### [What is expected]
Collect every line in the rows below that contains the word "post".
————
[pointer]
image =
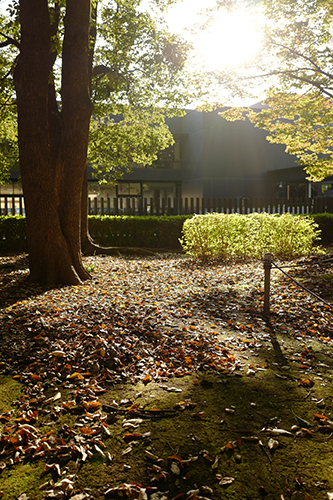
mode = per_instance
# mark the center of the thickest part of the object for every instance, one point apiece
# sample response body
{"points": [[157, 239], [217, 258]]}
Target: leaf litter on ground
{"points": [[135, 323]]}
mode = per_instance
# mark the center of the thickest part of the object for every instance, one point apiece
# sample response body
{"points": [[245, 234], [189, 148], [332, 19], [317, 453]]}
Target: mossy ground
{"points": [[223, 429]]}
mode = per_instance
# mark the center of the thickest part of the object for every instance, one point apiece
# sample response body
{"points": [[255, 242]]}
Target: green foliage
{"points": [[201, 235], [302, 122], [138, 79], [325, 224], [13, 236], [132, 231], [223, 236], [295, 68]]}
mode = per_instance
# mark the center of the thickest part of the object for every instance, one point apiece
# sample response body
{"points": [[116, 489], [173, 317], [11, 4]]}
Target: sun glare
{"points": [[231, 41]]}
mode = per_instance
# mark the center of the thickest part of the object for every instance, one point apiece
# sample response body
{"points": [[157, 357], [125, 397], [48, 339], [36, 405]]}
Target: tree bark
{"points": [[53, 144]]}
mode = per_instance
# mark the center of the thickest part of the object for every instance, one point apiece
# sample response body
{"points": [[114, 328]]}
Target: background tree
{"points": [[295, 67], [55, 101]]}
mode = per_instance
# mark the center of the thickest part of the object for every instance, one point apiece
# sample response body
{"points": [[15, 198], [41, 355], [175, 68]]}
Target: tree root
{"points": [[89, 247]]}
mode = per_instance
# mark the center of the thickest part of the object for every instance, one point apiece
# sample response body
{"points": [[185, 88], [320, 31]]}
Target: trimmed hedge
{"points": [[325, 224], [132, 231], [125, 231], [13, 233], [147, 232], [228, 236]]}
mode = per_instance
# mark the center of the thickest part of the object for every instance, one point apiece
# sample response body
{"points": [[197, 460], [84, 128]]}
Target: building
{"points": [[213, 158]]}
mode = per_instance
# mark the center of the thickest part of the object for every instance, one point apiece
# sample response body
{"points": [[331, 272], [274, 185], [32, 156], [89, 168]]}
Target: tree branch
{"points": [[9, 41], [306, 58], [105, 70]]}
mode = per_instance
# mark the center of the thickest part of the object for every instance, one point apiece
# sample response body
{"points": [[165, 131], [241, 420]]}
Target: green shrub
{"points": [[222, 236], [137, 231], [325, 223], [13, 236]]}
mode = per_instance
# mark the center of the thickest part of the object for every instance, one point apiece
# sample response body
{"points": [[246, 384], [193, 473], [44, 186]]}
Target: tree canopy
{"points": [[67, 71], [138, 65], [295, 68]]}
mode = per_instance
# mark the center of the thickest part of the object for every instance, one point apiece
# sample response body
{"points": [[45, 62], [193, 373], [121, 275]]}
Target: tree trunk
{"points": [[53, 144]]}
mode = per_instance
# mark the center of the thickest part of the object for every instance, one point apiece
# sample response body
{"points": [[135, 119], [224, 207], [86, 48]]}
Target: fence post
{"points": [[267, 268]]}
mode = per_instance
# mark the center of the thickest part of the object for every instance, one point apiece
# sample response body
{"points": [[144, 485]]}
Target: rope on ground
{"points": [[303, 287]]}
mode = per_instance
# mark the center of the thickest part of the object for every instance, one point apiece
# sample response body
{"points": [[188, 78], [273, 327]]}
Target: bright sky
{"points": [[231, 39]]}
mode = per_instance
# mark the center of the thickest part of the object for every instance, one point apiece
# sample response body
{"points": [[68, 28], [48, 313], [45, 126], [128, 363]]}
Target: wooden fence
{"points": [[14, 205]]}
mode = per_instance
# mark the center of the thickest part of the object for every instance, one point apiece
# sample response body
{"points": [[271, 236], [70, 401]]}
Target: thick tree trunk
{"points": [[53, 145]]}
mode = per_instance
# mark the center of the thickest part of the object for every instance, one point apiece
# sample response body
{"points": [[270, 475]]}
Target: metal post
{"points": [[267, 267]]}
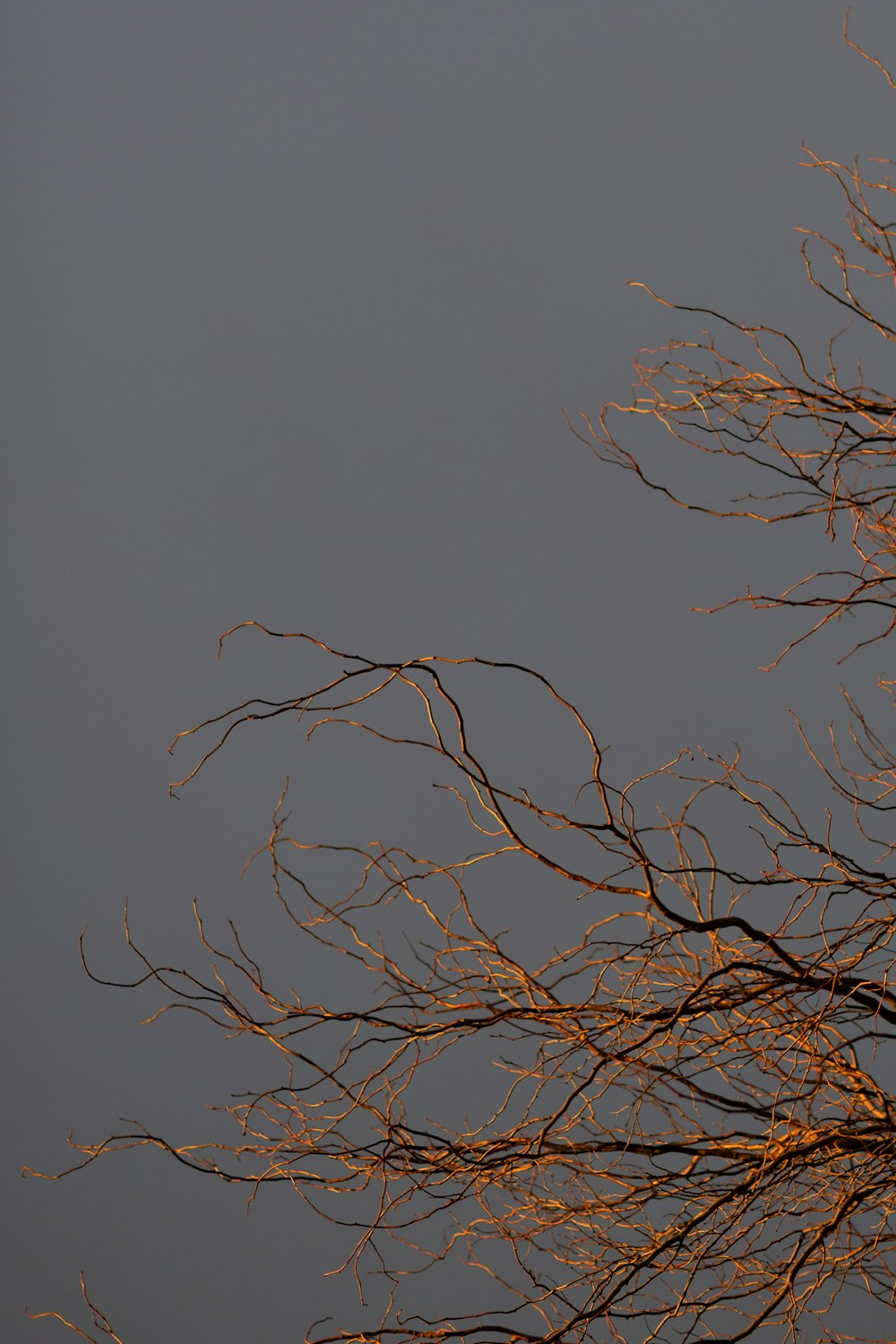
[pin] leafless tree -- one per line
————
### [The reply]
Target: fence post
Target: metal post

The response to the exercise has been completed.